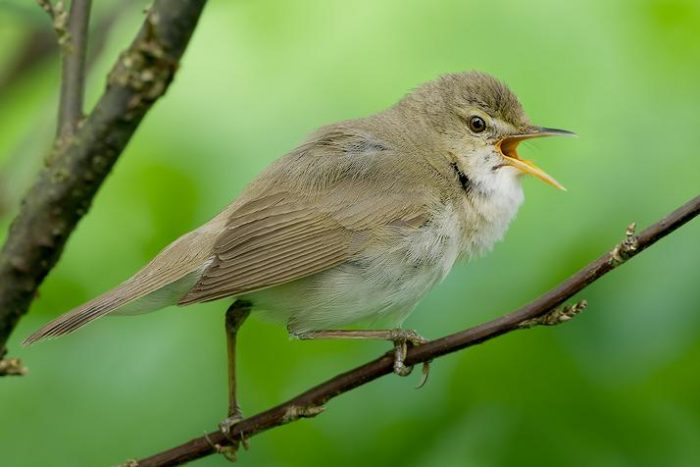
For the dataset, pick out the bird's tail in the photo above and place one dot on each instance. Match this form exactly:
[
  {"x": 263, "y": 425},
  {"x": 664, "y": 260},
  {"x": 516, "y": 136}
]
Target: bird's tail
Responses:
[{"x": 126, "y": 299}]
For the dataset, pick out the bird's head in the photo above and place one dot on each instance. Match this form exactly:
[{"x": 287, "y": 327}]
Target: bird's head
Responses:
[{"x": 482, "y": 122}]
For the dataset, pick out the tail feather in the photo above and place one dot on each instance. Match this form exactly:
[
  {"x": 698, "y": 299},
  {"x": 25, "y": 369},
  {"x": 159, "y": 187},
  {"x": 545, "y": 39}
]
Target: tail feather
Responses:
[
  {"x": 81, "y": 316},
  {"x": 127, "y": 299}
]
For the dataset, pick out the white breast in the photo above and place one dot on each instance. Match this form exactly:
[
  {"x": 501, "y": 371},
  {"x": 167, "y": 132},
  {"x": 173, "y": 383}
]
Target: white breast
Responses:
[{"x": 383, "y": 285}]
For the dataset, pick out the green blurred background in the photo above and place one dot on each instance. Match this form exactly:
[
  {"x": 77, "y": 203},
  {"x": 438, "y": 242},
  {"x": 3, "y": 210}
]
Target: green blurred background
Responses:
[{"x": 619, "y": 386}]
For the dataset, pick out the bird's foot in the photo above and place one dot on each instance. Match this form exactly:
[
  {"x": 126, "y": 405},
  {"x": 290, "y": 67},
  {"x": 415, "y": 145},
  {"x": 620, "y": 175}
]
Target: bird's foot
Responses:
[{"x": 403, "y": 339}]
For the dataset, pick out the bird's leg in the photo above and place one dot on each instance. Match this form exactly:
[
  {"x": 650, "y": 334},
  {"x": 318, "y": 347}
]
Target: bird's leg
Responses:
[
  {"x": 402, "y": 339},
  {"x": 235, "y": 316}
]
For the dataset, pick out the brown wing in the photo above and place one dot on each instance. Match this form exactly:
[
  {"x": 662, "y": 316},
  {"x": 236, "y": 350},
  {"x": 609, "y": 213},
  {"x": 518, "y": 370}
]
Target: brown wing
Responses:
[
  {"x": 308, "y": 212},
  {"x": 271, "y": 241}
]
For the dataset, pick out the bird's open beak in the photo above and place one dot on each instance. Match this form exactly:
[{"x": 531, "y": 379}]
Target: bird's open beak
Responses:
[{"x": 508, "y": 147}]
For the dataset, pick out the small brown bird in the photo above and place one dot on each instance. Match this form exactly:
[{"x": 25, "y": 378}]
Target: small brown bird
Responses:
[{"x": 353, "y": 226}]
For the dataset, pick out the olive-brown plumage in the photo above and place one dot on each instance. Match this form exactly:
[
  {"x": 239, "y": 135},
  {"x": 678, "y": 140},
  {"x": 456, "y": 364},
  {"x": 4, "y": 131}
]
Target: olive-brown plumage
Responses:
[{"x": 358, "y": 222}]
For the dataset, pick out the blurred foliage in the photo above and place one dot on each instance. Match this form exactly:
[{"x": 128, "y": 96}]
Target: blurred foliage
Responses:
[{"x": 619, "y": 386}]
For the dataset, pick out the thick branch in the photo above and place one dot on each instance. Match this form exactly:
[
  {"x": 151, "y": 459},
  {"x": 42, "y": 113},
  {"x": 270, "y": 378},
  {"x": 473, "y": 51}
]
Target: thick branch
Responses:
[
  {"x": 74, "y": 171},
  {"x": 311, "y": 402},
  {"x": 70, "y": 109}
]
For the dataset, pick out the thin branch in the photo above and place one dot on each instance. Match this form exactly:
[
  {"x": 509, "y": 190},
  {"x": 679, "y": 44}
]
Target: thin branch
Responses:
[
  {"x": 74, "y": 171},
  {"x": 545, "y": 310},
  {"x": 70, "y": 109}
]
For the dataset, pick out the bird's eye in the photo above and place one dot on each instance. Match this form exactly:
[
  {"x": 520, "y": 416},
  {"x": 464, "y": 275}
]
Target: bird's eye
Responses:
[{"x": 477, "y": 124}]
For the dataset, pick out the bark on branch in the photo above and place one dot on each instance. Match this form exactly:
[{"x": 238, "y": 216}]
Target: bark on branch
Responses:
[
  {"x": 545, "y": 310},
  {"x": 70, "y": 108},
  {"x": 75, "y": 170}
]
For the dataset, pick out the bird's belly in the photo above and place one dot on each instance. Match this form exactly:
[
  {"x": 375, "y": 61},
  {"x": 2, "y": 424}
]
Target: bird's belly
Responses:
[{"x": 378, "y": 288}]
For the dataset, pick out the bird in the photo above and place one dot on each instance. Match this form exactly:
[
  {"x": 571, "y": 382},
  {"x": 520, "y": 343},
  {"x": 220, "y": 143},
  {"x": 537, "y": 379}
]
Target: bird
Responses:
[{"x": 342, "y": 236}]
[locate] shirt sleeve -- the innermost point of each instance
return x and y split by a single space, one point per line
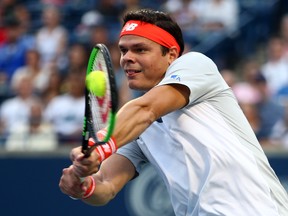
199 73
133 152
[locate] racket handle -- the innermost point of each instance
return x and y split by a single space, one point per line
89 190
82 180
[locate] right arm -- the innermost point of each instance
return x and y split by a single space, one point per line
113 174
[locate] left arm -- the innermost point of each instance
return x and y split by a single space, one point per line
137 115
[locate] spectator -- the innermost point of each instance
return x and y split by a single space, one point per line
186 13
54 86
269 111
78 56
13 50
15 110
66 111
275 68
34 135
279 135
52 38
244 89
219 16
38 73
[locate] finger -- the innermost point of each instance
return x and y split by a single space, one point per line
==============================
◆ **What the exercise asks**:
Line count for the word "blurred": tally the lines in the records that include it and give only the result.

◆ **Result below**:
4